Transformez toutes les lignes ci-dessous en un tableau Markdown à deux colonnes, « N° » pour le numéro de rang et « Texte » pour la ligne, en omettant les lignes vides.

- _EXTRAITS DES DONNÉES_
******

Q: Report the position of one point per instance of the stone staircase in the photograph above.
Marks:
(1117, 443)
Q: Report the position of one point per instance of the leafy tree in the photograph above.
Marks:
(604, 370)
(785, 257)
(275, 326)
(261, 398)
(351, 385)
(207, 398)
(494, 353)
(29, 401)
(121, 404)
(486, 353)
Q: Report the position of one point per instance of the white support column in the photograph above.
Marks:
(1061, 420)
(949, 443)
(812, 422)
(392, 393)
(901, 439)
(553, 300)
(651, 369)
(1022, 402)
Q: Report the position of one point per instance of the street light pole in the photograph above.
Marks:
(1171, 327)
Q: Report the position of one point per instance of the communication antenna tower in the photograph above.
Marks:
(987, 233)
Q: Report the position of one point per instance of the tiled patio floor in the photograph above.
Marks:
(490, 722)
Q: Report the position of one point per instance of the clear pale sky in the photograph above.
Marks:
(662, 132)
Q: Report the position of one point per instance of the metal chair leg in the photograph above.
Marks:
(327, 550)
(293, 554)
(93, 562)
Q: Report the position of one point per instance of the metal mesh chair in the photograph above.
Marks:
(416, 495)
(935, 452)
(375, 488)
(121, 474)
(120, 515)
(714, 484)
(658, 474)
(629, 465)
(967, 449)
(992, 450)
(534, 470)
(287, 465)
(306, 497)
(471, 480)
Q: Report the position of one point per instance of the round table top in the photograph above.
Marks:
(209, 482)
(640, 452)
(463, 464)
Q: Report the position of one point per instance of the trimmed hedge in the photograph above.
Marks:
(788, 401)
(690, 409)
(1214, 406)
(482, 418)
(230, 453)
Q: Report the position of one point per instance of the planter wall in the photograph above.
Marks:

******

- _SOLUTION PROPOSÉE_
| N° | Texte |
|---|---|
| 1 | Q: Report the position of one point per instance of the stone staircase in the photograph above. |
| 2 | Marks: |
| 3 | (1117, 443) |
| 4 | Q: Report the position of one point per instance of the leafy tree in the photograph above. |
| 5 | Marks: |
| 6 | (604, 370) |
| 7 | (785, 257) |
| 8 | (275, 326) |
| 9 | (261, 398) |
| 10 | (351, 385) |
| 11 | (207, 398) |
| 12 | (494, 353) |
| 13 | (29, 401) |
| 14 | (121, 404) |
| 15 | (486, 353) |
| 16 | Q: Report the position of one point per instance of the white support column in the photograph above. |
| 17 | Marks: |
| 18 | (1061, 420) |
| 19 | (949, 443) |
| 20 | (812, 422) |
| 21 | (392, 393) |
| 22 | (901, 439) |
| 23 | (553, 300) |
| 24 | (651, 369) |
| 25 | (1022, 402) |
| 26 | Q: Report the position of one point per instance of the street light pole in the photograph above. |
| 27 | Marks: |
| 28 | (1171, 327) |
| 29 | Q: Report the position of one point per instance of the communication antenna tower in the photograph above. |
| 30 | Marks: |
| 31 | (987, 233) |
| 32 | Q: Report the position of one point per instance of the tiled patio floor in the photograph above. |
| 33 | Marks: |
| 34 | (490, 722) |
| 35 | Q: Report the position of one point per instance of the clear pale sky in the photograph above. |
| 36 | Marks: |
| 37 | (662, 132) |
| 38 | Q: Report the position of one point per instance of the metal chair leg in the photograph above. |
| 39 | Marks: |
| 40 | (327, 550) |
| 41 | (293, 554) |
| 42 | (93, 562) |
| 43 | Q: Report the position of one point per instance of the metal mesh chair in the photograph above. |
| 44 | Marks: |
| 45 | (416, 495) |
| 46 | (935, 452) |
| 47 | (375, 488) |
| 48 | (121, 474) |
| 49 | (120, 515) |
| 50 | (714, 484) |
| 51 | (658, 474) |
| 52 | (629, 465) |
| 53 | (967, 449) |
| 54 | (992, 450) |
| 55 | (534, 470) |
| 56 | (287, 465) |
| 57 | (306, 497) |
| 58 | (471, 480) |
| 59 | Q: Report the position of one point per instance of the round table top in the photograph above. |
| 60 | Marks: |
| 61 | (209, 482) |
| 62 | (640, 452) |
| 63 | (463, 464) |
| 64 | Q: Report the position of one point per instance of the trimmed hedge in the photograph above. |
| 65 | Marks: |
| 66 | (788, 401) |
| 67 | (690, 409) |
| 68 | (1214, 406) |
| 69 | (482, 418) |
| 70 | (230, 453) |
| 71 | Q: Report the position of one point per instance of the planter wall in the photograph above. |
| 72 | Marks: |